==== EXERCISE INPUTS ====

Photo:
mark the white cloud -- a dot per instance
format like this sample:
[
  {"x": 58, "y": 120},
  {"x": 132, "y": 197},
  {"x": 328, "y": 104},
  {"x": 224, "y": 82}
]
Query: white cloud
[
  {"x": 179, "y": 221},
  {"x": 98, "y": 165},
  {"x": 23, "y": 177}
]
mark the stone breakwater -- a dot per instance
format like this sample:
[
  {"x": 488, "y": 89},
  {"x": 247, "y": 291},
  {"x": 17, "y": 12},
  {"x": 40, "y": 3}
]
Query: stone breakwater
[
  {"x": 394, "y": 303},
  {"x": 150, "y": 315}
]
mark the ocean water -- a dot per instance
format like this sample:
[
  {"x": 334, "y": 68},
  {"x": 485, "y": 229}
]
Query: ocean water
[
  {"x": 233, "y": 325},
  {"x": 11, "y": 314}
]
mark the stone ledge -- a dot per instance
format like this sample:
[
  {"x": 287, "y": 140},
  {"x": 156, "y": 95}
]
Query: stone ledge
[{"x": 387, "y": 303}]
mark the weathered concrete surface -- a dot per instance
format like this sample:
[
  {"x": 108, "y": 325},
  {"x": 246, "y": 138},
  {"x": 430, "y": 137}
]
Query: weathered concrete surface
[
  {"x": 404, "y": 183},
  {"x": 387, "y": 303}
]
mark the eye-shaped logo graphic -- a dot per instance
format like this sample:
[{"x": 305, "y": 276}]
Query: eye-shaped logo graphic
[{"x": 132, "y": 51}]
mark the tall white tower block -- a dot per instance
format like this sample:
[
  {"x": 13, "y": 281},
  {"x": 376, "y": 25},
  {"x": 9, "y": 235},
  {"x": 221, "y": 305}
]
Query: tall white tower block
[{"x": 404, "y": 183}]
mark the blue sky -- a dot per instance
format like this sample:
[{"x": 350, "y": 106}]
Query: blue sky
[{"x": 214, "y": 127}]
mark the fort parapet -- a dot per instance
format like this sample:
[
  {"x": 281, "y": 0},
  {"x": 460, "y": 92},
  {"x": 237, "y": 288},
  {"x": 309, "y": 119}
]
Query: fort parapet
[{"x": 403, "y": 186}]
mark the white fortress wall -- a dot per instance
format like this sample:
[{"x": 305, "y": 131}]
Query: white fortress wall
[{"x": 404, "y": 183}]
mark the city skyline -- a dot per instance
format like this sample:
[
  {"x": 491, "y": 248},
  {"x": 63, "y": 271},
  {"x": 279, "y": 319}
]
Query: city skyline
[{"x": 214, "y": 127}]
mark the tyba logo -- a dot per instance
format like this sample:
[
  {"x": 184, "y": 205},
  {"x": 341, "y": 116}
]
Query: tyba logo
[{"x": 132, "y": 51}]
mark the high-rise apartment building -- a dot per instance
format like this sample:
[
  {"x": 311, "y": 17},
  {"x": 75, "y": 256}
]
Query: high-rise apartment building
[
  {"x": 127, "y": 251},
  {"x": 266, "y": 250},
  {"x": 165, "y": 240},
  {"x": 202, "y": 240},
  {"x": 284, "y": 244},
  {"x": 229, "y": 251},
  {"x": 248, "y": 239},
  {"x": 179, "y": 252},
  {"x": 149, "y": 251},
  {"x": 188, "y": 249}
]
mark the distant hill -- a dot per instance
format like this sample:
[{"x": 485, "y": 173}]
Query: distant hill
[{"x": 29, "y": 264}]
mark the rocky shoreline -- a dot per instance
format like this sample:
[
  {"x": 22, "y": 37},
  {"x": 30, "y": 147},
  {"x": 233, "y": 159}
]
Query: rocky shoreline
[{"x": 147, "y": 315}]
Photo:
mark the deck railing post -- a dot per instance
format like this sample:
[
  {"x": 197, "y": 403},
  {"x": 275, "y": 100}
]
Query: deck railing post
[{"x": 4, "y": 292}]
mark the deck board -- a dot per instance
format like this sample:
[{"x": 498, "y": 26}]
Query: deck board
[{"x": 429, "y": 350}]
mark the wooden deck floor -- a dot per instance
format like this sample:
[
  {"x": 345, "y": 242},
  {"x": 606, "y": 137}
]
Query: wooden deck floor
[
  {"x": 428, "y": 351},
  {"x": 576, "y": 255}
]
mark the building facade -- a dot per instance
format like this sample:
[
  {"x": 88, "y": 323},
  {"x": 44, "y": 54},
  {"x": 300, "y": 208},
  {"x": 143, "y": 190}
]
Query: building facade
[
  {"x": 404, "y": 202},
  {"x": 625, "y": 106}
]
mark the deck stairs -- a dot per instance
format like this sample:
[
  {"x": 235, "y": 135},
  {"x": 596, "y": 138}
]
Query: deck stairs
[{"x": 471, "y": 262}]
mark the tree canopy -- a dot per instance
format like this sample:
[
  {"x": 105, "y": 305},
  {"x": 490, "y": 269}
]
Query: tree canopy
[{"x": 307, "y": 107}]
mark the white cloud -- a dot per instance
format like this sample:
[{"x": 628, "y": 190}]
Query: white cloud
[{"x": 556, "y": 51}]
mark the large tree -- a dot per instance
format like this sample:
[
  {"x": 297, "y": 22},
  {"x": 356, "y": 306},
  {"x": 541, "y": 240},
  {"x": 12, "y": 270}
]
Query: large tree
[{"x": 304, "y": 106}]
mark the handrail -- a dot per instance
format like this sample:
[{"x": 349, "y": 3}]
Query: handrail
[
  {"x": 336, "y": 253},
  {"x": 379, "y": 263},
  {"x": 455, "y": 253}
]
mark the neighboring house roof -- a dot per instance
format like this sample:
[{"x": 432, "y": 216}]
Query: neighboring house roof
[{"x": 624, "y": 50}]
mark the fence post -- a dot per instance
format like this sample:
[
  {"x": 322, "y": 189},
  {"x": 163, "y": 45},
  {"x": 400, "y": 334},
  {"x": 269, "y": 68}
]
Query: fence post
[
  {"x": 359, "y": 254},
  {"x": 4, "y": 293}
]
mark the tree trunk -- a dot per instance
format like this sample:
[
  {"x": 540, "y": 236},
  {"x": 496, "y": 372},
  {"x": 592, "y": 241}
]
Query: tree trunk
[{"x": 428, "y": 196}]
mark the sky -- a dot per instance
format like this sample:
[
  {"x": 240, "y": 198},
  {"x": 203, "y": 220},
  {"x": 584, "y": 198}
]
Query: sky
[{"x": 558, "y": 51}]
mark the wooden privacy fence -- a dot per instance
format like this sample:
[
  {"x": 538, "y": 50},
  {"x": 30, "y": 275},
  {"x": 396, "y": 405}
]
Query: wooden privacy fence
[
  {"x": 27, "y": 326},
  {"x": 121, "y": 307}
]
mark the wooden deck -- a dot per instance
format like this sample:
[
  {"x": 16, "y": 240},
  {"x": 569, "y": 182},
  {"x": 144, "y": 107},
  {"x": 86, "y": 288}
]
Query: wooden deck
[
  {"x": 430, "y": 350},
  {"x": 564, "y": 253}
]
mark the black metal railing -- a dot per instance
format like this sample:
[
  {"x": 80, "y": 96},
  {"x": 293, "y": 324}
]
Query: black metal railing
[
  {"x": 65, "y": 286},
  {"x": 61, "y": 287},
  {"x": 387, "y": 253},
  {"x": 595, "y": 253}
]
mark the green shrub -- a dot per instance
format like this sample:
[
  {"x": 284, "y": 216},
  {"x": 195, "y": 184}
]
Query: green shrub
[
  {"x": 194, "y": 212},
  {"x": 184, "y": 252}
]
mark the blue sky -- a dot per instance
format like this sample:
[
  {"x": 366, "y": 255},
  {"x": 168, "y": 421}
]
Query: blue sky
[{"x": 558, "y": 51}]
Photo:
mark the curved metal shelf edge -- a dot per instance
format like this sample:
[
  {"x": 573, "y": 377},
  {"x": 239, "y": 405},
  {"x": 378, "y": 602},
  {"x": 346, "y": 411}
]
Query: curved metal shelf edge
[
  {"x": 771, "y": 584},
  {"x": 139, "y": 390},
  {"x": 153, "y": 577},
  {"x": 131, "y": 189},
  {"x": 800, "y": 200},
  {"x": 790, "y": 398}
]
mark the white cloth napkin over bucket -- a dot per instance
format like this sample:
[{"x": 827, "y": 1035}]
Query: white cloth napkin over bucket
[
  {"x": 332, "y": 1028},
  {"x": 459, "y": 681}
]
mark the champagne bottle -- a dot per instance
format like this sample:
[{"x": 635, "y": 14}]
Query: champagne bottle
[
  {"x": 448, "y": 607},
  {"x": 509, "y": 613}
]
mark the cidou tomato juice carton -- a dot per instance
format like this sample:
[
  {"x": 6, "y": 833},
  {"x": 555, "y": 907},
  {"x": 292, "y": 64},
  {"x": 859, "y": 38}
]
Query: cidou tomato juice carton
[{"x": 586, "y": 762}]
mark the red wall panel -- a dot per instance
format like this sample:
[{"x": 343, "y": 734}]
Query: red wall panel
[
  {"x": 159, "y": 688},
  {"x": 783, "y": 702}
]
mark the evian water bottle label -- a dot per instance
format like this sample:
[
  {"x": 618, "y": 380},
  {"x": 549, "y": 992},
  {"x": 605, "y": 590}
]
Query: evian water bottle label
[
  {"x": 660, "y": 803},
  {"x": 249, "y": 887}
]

====

§ **EXERCISE DETAILS**
Return, unchanged, each line from the line containing "mark the white cloth" through the last line of the material.

§ **CORRECT OUTPUT**
mark the white cloth napkin over bucket -- a dot per instance
format like this sample:
[{"x": 827, "y": 1035}]
Query: white cloth napkin over bucket
[
  {"x": 332, "y": 1028},
  {"x": 459, "y": 681}
]
mark the champagne bottle -- a dot per instance
format like this sample:
[{"x": 635, "y": 14}]
Query: champagne bottle
[
  {"x": 448, "y": 607},
  {"x": 509, "y": 613}
]
mark the cidou tomato juice carton -- a dot per instance
format like this sample:
[
  {"x": 6, "y": 833},
  {"x": 555, "y": 907},
  {"x": 292, "y": 64},
  {"x": 859, "y": 38}
]
Query: cidou tomato juice carton
[{"x": 586, "y": 762}]
mark the red wall panel -- a dot per instance
format like this sample:
[{"x": 343, "y": 734}]
Query: red wall panel
[
  {"x": 159, "y": 688},
  {"x": 783, "y": 702}
]
mark the evian water bottle label -- a dot per instance
format like this sample:
[
  {"x": 618, "y": 380},
  {"x": 549, "y": 992},
  {"x": 605, "y": 590}
]
Query: evian water bottle label
[
  {"x": 660, "y": 803},
  {"x": 249, "y": 887}
]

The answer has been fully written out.